▶ [GOAL]:
Count the lines in the following records that contain the string "below", with case counting, and give only the number.

▶ [MATERIAL PROVIDED]:

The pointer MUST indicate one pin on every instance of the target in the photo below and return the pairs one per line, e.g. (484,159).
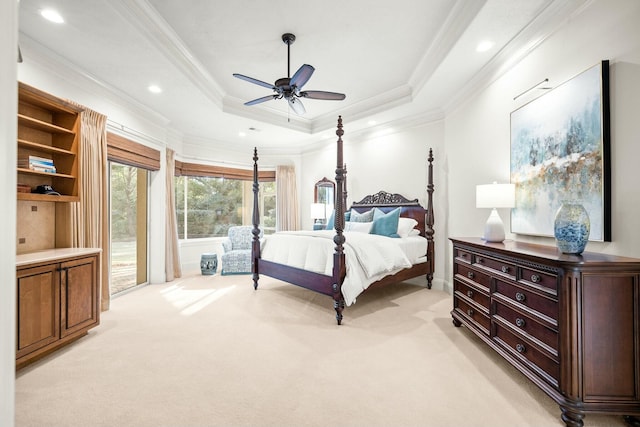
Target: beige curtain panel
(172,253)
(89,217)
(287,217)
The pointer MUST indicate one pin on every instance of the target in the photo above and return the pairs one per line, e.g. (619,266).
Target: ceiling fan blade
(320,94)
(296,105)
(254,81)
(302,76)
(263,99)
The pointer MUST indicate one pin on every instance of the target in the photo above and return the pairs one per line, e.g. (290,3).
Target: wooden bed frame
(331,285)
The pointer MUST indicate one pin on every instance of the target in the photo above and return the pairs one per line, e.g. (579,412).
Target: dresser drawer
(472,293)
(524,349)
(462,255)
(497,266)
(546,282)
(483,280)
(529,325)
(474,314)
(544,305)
==
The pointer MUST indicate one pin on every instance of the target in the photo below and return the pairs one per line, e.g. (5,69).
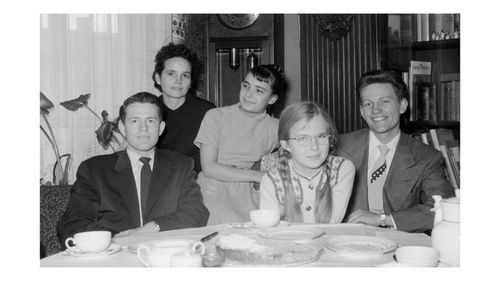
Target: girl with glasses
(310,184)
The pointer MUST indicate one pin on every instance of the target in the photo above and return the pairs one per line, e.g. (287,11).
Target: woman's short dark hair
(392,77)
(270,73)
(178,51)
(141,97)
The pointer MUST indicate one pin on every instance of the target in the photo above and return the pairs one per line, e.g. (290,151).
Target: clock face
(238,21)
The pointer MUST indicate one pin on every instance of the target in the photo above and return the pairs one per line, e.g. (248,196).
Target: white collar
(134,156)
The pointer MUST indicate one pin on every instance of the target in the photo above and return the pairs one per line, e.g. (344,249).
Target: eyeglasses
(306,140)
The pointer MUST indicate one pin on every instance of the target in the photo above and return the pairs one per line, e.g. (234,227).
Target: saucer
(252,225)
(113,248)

▶ [SOLUTION FOR THIS EXERCISE]:
2